Goal A:
Please restate the stretch of the calibration passage from "2.3. Multipath-Closure Calibration Process" through "can be obtained.", replacing "extrinsic parameters" with "external parameters".
Goal B:
Write the next part of the passage on camera–LiDAR multipath-closure calibration, picking up after its final sentence.

Text:

The error adjustment term for the multipath-closure constraint can be written as

$$\begin{array}{cc}\hfill e_{loop}\left|{\mathit{P}}_{ijk}^L\right.& ={\mathit{R}}_{C_1}^{C_2}\left({\mathit{R}}_L^{C_1}{\mathit{P}}_{ijk}^L+{\mathit{T}}_L^{C_1}\right)+{\mathit{T}}_{C_1}^{C_2}-{\left(\mathit{R}\right.}_L^{C_2}{\mathit{P}}_{ijk}^L+{\mathit{T}}_L^{C_2})\hfill \end{array}$$

(26a)

$$\begin{array}{cc}\hfill e_{loop}& =\sum _{i=1}^N\sum _{j=1}^3\frac{1}{K_{ij}}\sum _{k=1}^{K_{ij}}{e_{loop}\left|{\mathit{P}}_{ijk}^L\right.}^2\hfill \end{array}$$

(26b)

2.3. Multipath-Closure Calibration Process

As shown in Figure 7, the camera–LiDAR–camera multipath-closure calibration process consists of four steps. Firstly, the robust and accurate line and surface geometric information of the calibration object can be derived through the iterative maximum a posterior probability estimation. Secondly, coplanar constraints, collinear constraints, and multipath-closure constraints can be constructed based on the calibration targets and the multipath-closure interconnection between sensors. Subsequently, the initial values of the extrinsic parameters are obtained according to the coplanar and collinear constraints. Finally, using the L-M algorithm to optimize the initial values of the extrinsic parameters iteratively, the results of the extrinsic calibration can be obtained.

Material:

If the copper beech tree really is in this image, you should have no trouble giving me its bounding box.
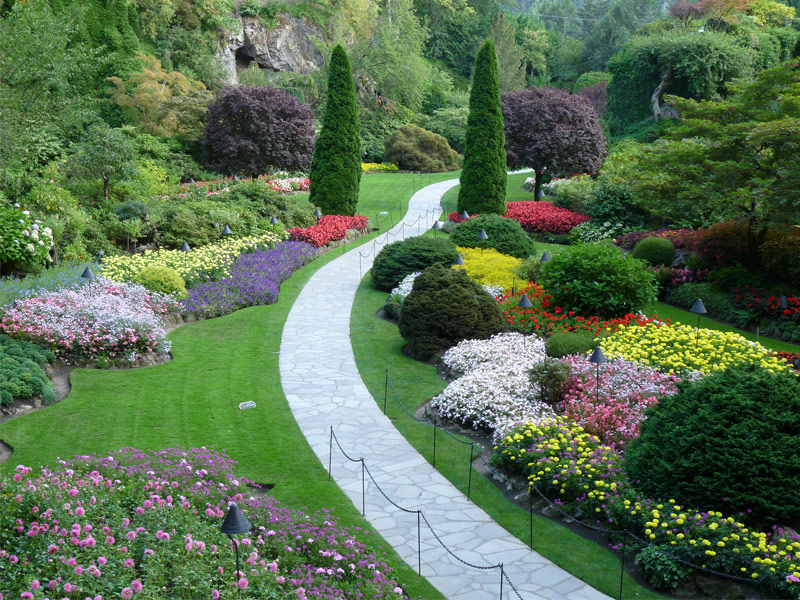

Expected output A:
2.3. Multipath-Closure Calibration Process

As shown in Figure 7, the camera–LiDAR–camera multipath-closure calibration process consists of four steps. Firstly, the robust and accurate line and surface geometric information of the calibration object can be derived through the iterative maximum a posterior probability estimation. Secondly, coplanar constraints, collinear constraints, and multipath-closure constraints can be constructed based on the calibration targets and the multipath-closure interconnection between sensors. Subsequently, the initial values of the external parameters are obtained according to the coplanar and collinear constraints. Finally, using the L-M algorithm to optimize the initial values of the external parameters iteratively, the results of the extrinsic calibration can be obtained.

Expected output B:
2.3.1. Initial Calculation of Extrinsic Parameters

Utilizing the random sample consensus (RANSAC) algorithm, the three checkerboard plane parameters $\left[{\mathit{n}}_i^L,d_i^L\right]$ and the three plane intersection line segment parameters $\left[{\mathit{l}}_i^L,{\mathit{Q}}^L\right]$ in the LiDAR point cloud are derived, where ${\mathit{Q}}^L$ is the intersection point of the three line segments. Subsequently, following Zhang’s method [41], the checkerboard plane parameters $\left[{\mathit{n}}_i^C,d_i^C\right]$ and the plane intersection line segment parameters $\left[{\mathit{l}}_i^C,{\mathit{Q}}^C\right]$ can be determined from the image data, along with the extrinsic parameters between the two cameras. According to Equation (5), for a single pose of the calibration object, the initial value of the translation vector can be written as

$${\mathit{T}}_L^C={\left[{\left({\mathit{n}}_1^C\right)}^T,{\left({\mathit{n}}_2^C\right)}^T,{\left({\mathit{n}}_3^C\right)}^T\right]}^{-1}\left[d_1^L-d_1^C,d_2^L-d_2^C,d_3^L-d_3^C\right]$$

(27)

In the case of multiple poses, an error function can be formulated regarding the translation vector ${\mathit{T}}_L^C$:

$${\mathit{T}}_L^C=\underset{{\mathit{T}}_L^C}{argmin}\sum _{i=1}^N\sum _{j=1}^3{\left({\left({\mathit{n}}_{ij}^C\right)}^T{\mathit{T}}_L^C-d_{ij}^L+d_{ij}^C\right)}^2$$

(28)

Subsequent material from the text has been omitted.